▸ PROVIDED TEXT
Wednesday, May 28, 2008

County Government Must Learn to Live Within Your Means!

County Government Must Learn to Live Within Your Means!
As Voter Apathy Turns to Taxpayer Rage, Glassel Calls for Moratorium on Levy Increases

Largely to protect Government Officials from the wrath of their own constituents, The State of Minnesota has enacted a terrorist threat law.

Taxpayers are urged not to use words like “lynch,” “mob” and “Courthouse” in the same sentence.

Oddly enough, punching someone in the stomach is fifth degree assault (a misdemeanor) while colorful metaphors levied against public officials could result in felony charges.

Certainly, taxpayers should remain civil and courteous toward those officials that openly misappropriate, steal and waste your tax dollars.

We are in a recession, a fact that seems oblivious to those in power. Levy increases of your property tax continue as though we were still living in the high times.

Young families are losing their homes to foreclosure at a record pace, while those in power, the ruling troika of Commissioners Shultz, Robinson and Gustafson continue a wild tax and spending spree at your expense.

Chisago County is at a crossroad. It is time for independent and free thinking leadership, unrestrained by the elitist power brokers that currently run our community.

We must look to our greatest resource, the citizens of Chisago County for input and solutions to our problems. We must engage in an open and honest debate about the future of our home.

We cannot allow the corruption, cronyism and “Good Ole Boy” politics of the present board to continue.

You can do something about it! Vote for Glassel!

Wednesday, May 14, 2008

County Attorney Wages War on Poverty; Janet Jails "Poor White Trash" in Record Numbers

Story by Uncle Lars Bob
The problem, according to Chisago County Attorney Janet Reiter, is simple. Chisago County does not have enough black people.

Nationwide, 1 in every 15 black males are in jail or prison. In a county of Polocks, Swedes and Germans, the County Attorney’s office was in a real pickle.

Reportedly, it was Assistant County Attorney Beth Beaman who arrived at the final solution.

Janet says, “Sure, we try to maintain county prestige by keeping up with nationwide quotas. We jailed a few “Spics,” Indians and Jews but them damned Jews had Lawyers, the Indians are governed by Tribal law and Mexicans are in just as short supply as Negroes in these here parts.

So Beth comes up with this great idea and we started to jail poor white trash to meet our quotas.”

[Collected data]
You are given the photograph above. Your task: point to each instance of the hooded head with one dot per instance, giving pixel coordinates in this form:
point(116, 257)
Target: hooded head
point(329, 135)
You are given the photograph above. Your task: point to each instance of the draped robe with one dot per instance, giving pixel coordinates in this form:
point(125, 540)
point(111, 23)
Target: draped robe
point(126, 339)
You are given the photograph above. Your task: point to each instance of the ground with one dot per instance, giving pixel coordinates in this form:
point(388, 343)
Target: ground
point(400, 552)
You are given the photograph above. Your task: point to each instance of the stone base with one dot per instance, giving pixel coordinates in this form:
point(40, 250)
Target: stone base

▸ REQUIREMENTS
#1 In the Chisago County blog posts, which three commissioners are called the ruling troika?
#2 Extend the Chisago County blog posts, picking up right after their final sentence.

▸ OUTPUTS BY TASK
#1 Commissioners Shultz, Robinson and Gustafson.

#2
Janet explains further, “Guilt or innocence is not the real issue. The objective is to get breeding age males out of the reproduction system. Of coarse, these white guys are not as prolific as Negro males. We have to jail two white guys for every Negro, but if we interrupt the breeding cycles of the poor, we can eliminate poverty in Chisago County.”

Janet continued “This has worked quite well to keep down black populations in those areas fortunate enough to have Negroes to jail.

The Sheriff’s Department wasted a lot of time and effort profiling blacks as they passed through the County, but them uppity, citified Negroes what can afford cars and gas hired Jewish lawyers, so we were screwed again.

We have this new jail to fill up, so we just lock up poor white trash. It would be a disgrace to allow this county to fall behind established incarceration rates!

Of coarse the new county jail will cost taxpayers over fifty million dollars. Paying these increased taxes will reclassify a lot of middle class whites to poor white trash status, giving us a much broader pool from which to choose our prisoners.”

When asked if jailing drug dealers should be a higher priority than prosecuting poor folks, Janet responded, “You whining, left wing, liberal, pansy asses are all the same. Prosecute the drugs dealers, prosecute the drug dealers. I get so sick and tired of hearing that, it makes me want to puke.

Drug dealers have even better Lawyers than them citified Negroes.

We would actually have to provide proof to convict a drug dealer. What do you think we are, CSI Las Vegas? Look, we can jail a hundred of these “white trash muthas” for the cost of trying just one drug dealer.

It just does not make good economic sense to go after the drug dealers.

Our Judges are just as determined to get this white trash off the streets as we are. Just put yourself in the Judge’s shoes for a minute. You earn about a million bucks a year with your salary from the state and the stock tips you get from the lawyers employed by the drug dealers.

You’re driving your Mercedes to your ten million dollar lake home after a hard day of jailing this white scum and you have to drive past all those rusted out old Pontiacs and Fords, poor people cashing in their food stamps at the same grocery store where you shop.

Hell, you’d jail the bassards yourself, just so you wouldn’t have to wait behind them in the checkout line while they buy their lottery tickets. Like these morons would ever get rich?”

One can only ask this question, “What would we do without Beth and Janet?”

Publishers Note: It has been a long-standing practice to poke fun at our cultural icons, symbols, public figures and celebrities. A parody exists when one imitates a serious piece of work, such as literature, music or artwork, for a humorous or satirical effect. Parody, as a method of criticism, has been a very popular means for authors, entertainers and advertisers to communicate a particular message or point of view to the public.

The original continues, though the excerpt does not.